• YOUR TASKS:
1. In the passage about the Milltown dam, how much tainted mud was removed from the bottom of the Milltown reservoir?
2. Turn the paragraph of the passage about the Milltown dam that begins "Restoration projects have been under way" into a short bulleted list that keeps its main facts.
3. Continue the passage about the Milltown dam from its last sentence.

It stood athwart the river seven miles upstream from Missoula for over 100 years accumulating sediments toxic with arsenic, cadmium, lead, copper and zinc, all washed down from mining and smelting that had been going on since the mid-1800s in Butte and Anaconda. Poisoned from practically the headwaters down by the traditional extraction industries that ruled the west, the toxins killed thousands of fish and gradually seeped into the aquifer and started showing up in Missoula’s wells downstream.
Restoration projects have been under way on this 110 mile stretch of river, which forms the largest superfund site in the US. The headwaters were rerouted into holding ponds and bird habitat. Over 6 million cubic yards of tainted mud were removed from the Milltown reservoir’s bottom. The Milltown dam and a 120 year old dam just upstream on the Blackfoot river at a timber mill were removed in the summer of 2011 and the rivers joined again. With the spring flood of 2011, Nature had her way with both rivers for the first time in over a century.

Saved entries:
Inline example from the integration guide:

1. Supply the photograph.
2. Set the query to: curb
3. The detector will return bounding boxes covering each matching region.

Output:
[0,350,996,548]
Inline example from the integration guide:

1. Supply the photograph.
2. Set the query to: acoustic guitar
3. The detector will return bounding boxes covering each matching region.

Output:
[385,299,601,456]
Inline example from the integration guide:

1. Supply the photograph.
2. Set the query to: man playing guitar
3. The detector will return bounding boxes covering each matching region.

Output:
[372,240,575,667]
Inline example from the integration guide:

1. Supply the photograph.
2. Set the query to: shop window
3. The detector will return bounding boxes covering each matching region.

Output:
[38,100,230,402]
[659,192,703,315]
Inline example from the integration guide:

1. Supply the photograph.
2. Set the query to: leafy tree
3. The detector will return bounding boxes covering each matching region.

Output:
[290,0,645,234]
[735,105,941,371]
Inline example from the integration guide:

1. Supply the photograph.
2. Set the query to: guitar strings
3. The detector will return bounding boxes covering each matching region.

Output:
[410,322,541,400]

• ANSWERS TO THE TASKS:
1. Over 6 million cubic yards.

2.
- Restoration work has been under way on a 110-mile stretch of river, the largest superfund site in the US.
- The headwaters were rerouted into holding ponds and bird habitat.
- Over 6 million cubic yards of tainted mud were removed from the Milltown reservoir's bottom.
- In the summer of 2011, the Milltown dam and a 120-year-old dam on the Blackfoot river at a timber mill were removed, rejoining the rivers.
- The spring flood of 2011 let both rivers run freely for the first time in over a century.

3.
As the water dropped and cleared up through the summer and into the fall, changes to the river became more and more obvious. Recently I snuck through the former reservoir section at the confluence that is still off limits to river travel.
With the removal of the dams, both rivers sped up and cut down 20 to 30 feet into cobble and sediment layers that had not seen substantial current for a century. The cutting of the riverbed on the lower Blackfoot was perhaps the most dramatic. Over about the distance of mile, it completely changed multiple bends, rearranged the river bottom, dropped the water level, undercut banks, and laid bare old bedrock ledges and huge boulders long covered. It unearthed thousands of logs buried from the huge log drives at the turn of the century, where all cut timber was pushed into the river and spring floods transported them downstream to the Bonner mill in gigantic matchsticked log jams filling the river for miles. Buried for all this time, thousands of them reappeared and were pushed up to 60 miles downstream, through and below Missoula along different parts of the banks and underwater.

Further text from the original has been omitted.